WORK TASK ▸ Each entry below should be reproduced character for character.

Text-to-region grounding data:
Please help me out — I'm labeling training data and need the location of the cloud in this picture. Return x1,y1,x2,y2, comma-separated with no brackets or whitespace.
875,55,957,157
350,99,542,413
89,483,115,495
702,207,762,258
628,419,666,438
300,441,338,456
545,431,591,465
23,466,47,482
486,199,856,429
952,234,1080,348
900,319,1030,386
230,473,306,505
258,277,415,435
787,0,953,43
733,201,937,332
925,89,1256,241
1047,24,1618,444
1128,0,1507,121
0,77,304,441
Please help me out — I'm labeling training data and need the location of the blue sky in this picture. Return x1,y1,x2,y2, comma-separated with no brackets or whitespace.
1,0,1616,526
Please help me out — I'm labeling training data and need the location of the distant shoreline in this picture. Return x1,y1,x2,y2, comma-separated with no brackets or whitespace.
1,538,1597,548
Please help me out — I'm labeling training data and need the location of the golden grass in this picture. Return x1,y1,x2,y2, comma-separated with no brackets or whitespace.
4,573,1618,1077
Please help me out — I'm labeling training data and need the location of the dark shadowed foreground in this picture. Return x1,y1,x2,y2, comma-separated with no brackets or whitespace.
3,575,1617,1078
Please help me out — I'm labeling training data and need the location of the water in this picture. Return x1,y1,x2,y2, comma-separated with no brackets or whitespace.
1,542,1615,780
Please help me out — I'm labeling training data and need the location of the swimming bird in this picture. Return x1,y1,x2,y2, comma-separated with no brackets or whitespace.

ANSWER TO THIS PROBLEM ▸
Please help me out — I'm labeling training data and need the location of the cloud in this picture. Return x1,y1,x2,y2, comma-separated with no brackets or whitespace.
875,55,957,157
350,99,542,413
89,483,115,495
702,207,762,258
628,419,666,438
300,441,338,456
545,431,591,465
23,466,47,482
486,199,856,429
952,234,1080,348
900,319,1030,386
230,473,306,505
258,277,415,435
787,0,953,43
733,201,937,332
925,89,1256,241
1047,24,1618,444
1128,0,1507,121
0,77,304,441
Please help me out — I'm labeling training data and need the location of the blue sky in this picture. Return x1,y1,x2,y2, comma-separated with no brackets or whitespace.
1,0,1616,526
Please help me out — I'm labeling training data and need the location of the distant shoreline in this picture. Return x1,y1,x2,y2, comma-separated with no brackets or whitespace.
1,538,1597,548
Please help me out — I'm labeling training data and need the location of the golden grass in this picture. Return x1,y1,x2,y2, comma-separated with no brackets or whitespace.
4,573,1618,1077
Please help me out — I'm labeling training data and need the location of the dark shadowed foreground in this picture. Return x1,y1,x2,y2, comma-separated with no brackets or whitespace.
3,575,1617,1078
Please help me out — I'm labeling training data and need the location of the water in this picture. Return x1,y1,x2,y2, comma-separated with no brackets or whitespace.
1,542,1615,780
Please help me out — I'm labeling training data and need the location of the swimming bird in this picture. Return x1,y1,x2,y2, comma-separated with no brackets or whitespace.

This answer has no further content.